◆ **Exercise aim**:
Could you put the lines below, starting at the line that contains "Task: please point out the white tabletop" and ending at the line that contains "<point>329,86</point>", both included, into a JSON list of strings with one string per line and blank lines left out?

** BEGIN **

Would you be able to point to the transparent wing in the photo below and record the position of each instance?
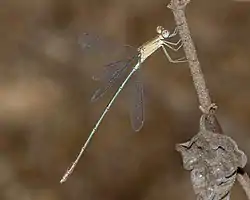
(137, 104)
(114, 73)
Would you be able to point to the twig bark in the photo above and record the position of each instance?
(178, 8)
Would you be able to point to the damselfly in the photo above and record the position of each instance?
(118, 68)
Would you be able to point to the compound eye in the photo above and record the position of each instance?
(165, 34)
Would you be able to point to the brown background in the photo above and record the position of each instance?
(45, 90)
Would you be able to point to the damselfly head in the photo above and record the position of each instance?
(163, 32)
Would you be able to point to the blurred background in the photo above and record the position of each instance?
(46, 86)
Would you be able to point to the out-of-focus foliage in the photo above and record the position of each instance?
(45, 90)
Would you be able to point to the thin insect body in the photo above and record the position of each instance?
(145, 51)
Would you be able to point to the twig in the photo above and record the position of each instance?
(178, 8)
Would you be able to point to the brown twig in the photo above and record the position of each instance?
(178, 8)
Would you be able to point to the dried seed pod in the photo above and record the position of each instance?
(213, 160)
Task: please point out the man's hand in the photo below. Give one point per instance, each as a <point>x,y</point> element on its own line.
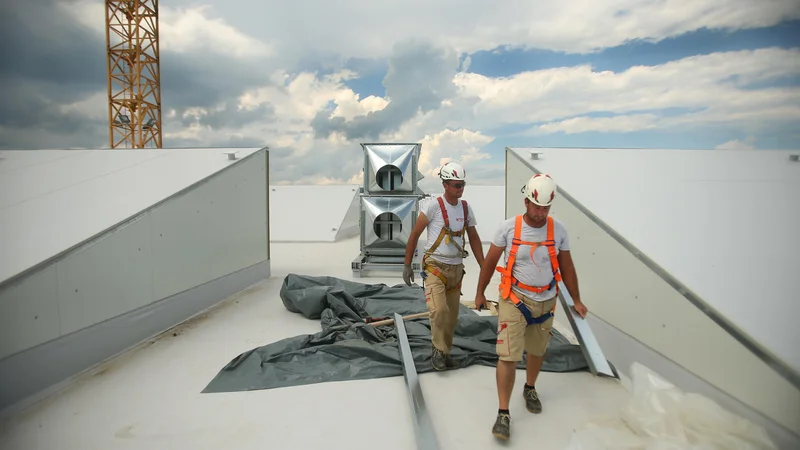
<point>581,309</point>
<point>408,274</point>
<point>480,301</point>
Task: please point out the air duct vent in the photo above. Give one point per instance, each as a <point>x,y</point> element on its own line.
<point>389,206</point>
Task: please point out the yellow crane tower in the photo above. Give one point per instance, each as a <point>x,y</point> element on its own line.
<point>134,87</point>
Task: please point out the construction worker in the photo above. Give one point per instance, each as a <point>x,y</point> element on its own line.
<point>537,257</point>
<point>446,219</point>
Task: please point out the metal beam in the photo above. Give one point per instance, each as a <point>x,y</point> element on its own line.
<point>598,364</point>
<point>423,427</point>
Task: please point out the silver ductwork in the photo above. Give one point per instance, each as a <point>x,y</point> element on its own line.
<point>388,223</point>
<point>391,168</point>
<point>389,206</point>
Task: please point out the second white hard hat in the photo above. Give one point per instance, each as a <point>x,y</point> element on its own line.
<point>452,171</point>
<point>541,189</point>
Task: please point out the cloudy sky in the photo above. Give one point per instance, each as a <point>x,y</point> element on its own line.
<point>465,79</point>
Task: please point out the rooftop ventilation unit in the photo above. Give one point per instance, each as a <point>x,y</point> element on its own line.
<point>389,206</point>
<point>391,168</point>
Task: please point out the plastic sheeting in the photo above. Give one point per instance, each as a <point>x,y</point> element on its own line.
<point>347,348</point>
<point>660,416</point>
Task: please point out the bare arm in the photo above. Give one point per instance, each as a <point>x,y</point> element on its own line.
<point>422,222</point>
<point>476,245</point>
<point>570,277</point>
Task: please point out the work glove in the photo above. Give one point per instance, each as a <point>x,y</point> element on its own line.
<point>408,274</point>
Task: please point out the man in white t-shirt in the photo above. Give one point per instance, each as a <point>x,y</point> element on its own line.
<point>447,219</point>
<point>540,248</point>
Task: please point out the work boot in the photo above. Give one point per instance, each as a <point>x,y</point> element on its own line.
<point>502,426</point>
<point>450,363</point>
<point>438,359</point>
<point>532,400</point>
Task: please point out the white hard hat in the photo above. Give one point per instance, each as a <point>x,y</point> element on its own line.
<point>541,189</point>
<point>452,171</point>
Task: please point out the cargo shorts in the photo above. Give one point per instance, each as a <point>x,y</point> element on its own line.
<point>515,335</point>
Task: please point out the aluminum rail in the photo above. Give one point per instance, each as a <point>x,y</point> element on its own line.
<point>598,364</point>
<point>423,427</point>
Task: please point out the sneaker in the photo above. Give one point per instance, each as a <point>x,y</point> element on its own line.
<point>502,426</point>
<point>438,359</point>
<point>532,401</point>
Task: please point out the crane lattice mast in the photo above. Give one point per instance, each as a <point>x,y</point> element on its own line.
<point>134,88</point>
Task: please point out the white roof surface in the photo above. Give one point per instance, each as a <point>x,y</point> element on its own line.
<point>151,398</point>
<point>724,223</point>
<point>51,200</point>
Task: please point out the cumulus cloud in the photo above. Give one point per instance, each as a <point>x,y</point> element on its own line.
<point>419,78</point>
<point>368,29</point>
<point>711,88</point>
<point>737,144</point>
<point>243,79</point>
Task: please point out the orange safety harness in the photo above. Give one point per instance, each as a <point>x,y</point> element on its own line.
<point>447,234</point>
<point>507,280</point>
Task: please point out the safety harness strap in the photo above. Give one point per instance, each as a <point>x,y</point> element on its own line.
<point>445,233</point>
<point>508,280</point>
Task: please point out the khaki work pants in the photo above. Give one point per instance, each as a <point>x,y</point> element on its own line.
<point>443,301</point>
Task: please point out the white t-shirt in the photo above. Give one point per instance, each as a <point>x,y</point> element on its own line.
<point>537,271</point>
<point>446,253</point>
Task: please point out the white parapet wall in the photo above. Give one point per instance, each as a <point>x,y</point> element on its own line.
<point>642,312</point>
<point>175,251</point>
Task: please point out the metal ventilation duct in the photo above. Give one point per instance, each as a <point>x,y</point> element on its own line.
<point>386,224</point>
<point>391,168</point>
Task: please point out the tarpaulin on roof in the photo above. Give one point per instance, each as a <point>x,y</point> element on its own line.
<point>348,348</point>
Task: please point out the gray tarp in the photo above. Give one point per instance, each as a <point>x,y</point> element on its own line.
<point>347,348</point>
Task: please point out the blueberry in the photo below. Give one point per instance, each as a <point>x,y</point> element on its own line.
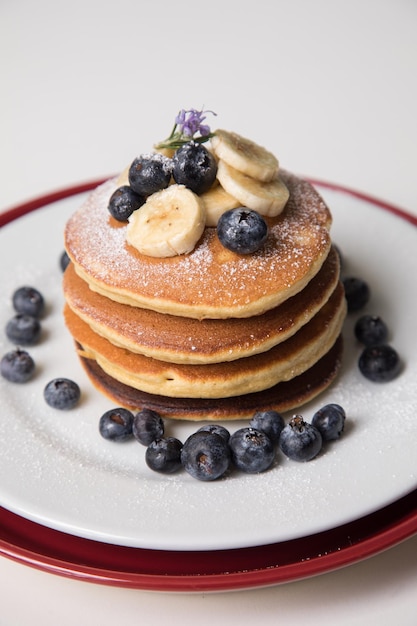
<point>62,393</point>
<point>205,456</point>
<point>299,440</point>
<point>380,363</point>
<point>23,330</point>
<point>150,173</point>
<point>216,428</point>
<point>17,366</point>
<point>28,301</point>
<point>147,426</point>
<point>371,330</point>
<point>116,424</point>
<point>330,421</point>
<point>164,455</point>
<point>270,422</point>
<point>252,450</point>
<point>195,167</point>
<point>64,261</point>
<point>357,293</point>
<point>123,202</point>
<point>242,230</point>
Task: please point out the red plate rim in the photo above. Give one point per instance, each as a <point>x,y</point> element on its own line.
<point>219,570</point>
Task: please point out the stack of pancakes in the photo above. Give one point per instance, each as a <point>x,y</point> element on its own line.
<point>209,335</point>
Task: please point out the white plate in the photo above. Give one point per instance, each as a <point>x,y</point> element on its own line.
<point>56,469</point>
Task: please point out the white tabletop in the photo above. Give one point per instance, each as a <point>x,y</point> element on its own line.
<point>329,86</point>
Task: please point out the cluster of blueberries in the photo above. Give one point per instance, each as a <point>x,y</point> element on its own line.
<point>24,329</point>
<point>241,230</point>
<point>212,452</point>
<point>378,361</point>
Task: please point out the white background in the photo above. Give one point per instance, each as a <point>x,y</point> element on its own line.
<point>329,85</point>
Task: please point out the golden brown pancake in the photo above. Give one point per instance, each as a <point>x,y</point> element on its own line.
<point>282,397</point>
<point>187,340</point>
<point>216,380</point>
<point>211,281</point>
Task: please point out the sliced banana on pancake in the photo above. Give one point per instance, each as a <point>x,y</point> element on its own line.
<point>268,199</point>
<point>169,223</point>
<point>217,201</point>
<point>245,155</point>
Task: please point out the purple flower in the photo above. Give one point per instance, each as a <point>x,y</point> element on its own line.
<point>191,122</point>
<point>187,124</point>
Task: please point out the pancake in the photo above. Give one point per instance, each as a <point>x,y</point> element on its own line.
<point>260,371</point>
<point>187,340</point>
<point>282,397</point>
<point>210,281</point>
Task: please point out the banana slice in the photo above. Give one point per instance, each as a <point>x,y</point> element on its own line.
<point>216,201</point>
<point>245,155</point>
<point>268,199</point>
<point>169,223</point>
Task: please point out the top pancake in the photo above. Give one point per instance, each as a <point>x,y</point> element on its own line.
<point>211,281</point>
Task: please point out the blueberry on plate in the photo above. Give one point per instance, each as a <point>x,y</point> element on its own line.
<point>147,426</point>
<point>62,393</point>
<point>252,450</point>
<point>242,230</point>
<point>357,293</point>
<point>17,366</point>
<point>195,167</point>
<point>205,456</point>
<point>380,364</point>
<point>299,440</point>
<point>64,260</point>
<point>123,202</point>
<point>116,424</point>
<point>371,330</point>
<point>216,428</point>
<point>330,421</point>
<point>23,330</point>
<point>28,301</point>
<point>270,422</point>
<point>164,455</point>
<point>150,173</point>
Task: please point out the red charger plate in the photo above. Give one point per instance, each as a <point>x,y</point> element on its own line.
<point>217,570</point>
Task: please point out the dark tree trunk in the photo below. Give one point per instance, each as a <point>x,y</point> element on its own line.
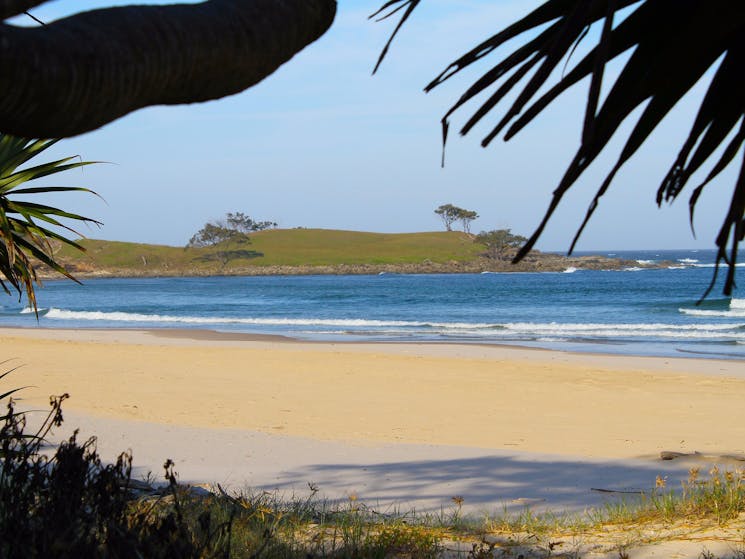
<point>79,73</point>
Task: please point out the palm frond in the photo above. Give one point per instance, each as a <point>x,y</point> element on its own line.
<point>673,45</point>
<point>25,236</point>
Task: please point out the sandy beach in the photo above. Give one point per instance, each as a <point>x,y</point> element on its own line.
<point>398,423</point>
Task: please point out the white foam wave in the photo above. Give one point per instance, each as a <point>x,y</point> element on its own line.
<point>515,330</point>
<point>736,310</point>
<point>677,331</point>
<point>62,314</point>
<point>29,310</point>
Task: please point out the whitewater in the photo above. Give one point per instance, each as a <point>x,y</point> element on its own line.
<point>633,311</point>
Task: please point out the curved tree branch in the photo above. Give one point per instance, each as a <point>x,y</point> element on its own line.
<point>10,8</point>
<point>79,73</point>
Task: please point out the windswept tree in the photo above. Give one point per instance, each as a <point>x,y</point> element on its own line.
<point>241,222</point>
<point>466,217</point>
<point>450,214</point>
<point>233,229</point>
<point>671,46</point>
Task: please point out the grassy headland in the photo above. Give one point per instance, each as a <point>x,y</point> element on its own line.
<point>306,251</point>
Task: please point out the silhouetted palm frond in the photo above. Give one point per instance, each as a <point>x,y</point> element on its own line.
<point>25,237</point>
<point>673,45</point>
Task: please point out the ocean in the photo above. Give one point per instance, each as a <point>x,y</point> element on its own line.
<point>633,311</point>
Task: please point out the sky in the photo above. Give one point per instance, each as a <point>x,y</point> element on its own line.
<point>323,143</point>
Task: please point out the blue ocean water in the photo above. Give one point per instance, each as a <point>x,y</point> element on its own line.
<point>634,311</point>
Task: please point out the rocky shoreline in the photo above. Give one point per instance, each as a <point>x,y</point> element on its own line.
<point>540,262</point>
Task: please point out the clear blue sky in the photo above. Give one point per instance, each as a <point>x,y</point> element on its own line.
<point>322,143</point>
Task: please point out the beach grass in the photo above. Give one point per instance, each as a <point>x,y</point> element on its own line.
<point>272,526</point>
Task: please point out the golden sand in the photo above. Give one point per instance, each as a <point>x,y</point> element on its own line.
<point>490,397</point>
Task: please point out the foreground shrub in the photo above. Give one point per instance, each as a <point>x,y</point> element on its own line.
<point>70,504</point>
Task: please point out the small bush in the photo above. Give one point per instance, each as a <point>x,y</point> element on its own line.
<point>70,504</point>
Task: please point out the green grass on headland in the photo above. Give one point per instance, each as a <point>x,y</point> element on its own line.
<point>277,247</point>
<point>305,251</point>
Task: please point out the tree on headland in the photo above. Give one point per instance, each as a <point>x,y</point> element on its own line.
<point>500,243</point>
<point>450,214</point>
<point>672,46</point>
<point>241,222</point>
<point>466,217</point>
<point>233,229</point>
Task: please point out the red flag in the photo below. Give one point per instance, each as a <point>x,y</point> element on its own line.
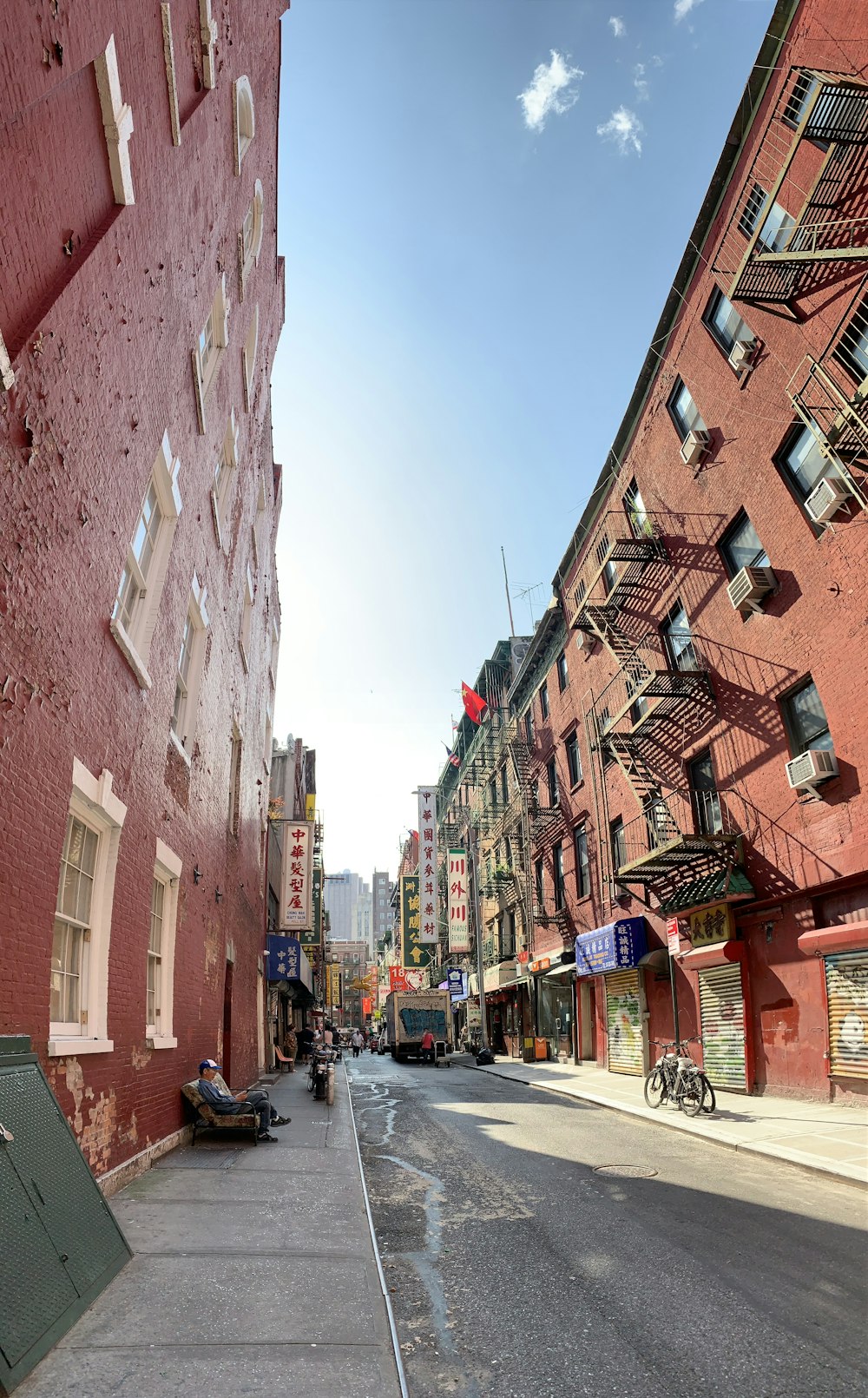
<point>474,703</point>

** END **

◆ **Reply to the task**:
[
  "Task: please point out the white tabletop in the photo above. Give one point per instance, each as a <point>x,y</point> element on its own line.",
  "<point>329,86</point>"
]